DONNÉES FOURNIES —
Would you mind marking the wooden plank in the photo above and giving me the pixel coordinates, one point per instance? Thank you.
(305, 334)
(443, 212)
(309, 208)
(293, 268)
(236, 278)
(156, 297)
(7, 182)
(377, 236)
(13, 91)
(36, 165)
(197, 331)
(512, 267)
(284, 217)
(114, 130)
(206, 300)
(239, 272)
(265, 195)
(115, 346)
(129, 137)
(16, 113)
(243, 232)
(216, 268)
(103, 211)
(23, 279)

EXERCICE ÉCRIT — Pourriez-vous recopier fidèlement l'ensemble des données ci-dessus, ligne par ligne et sans rien y changer ?

RÉSULTAT OBTENU —
Would you mind marking the wooden plank in the photo above and giving me the pixel coordinates, one point per instance? Thank you.
(305, 334)
(443, 212)
(309, 208)
(293, 268)
(236, 278)
(156, 297)
(7, 182)
(377, 236)
(13, 91)
(36, 165)
(197, 331)
(512, 267)
(284, 217)
(114, 130)
(206, 300)
(239, 272)
(265, 195)
(115, 346)
(129, 137)
(16, 113)
(243, 232)
(216, 268)
(103, 211)
(23, 279)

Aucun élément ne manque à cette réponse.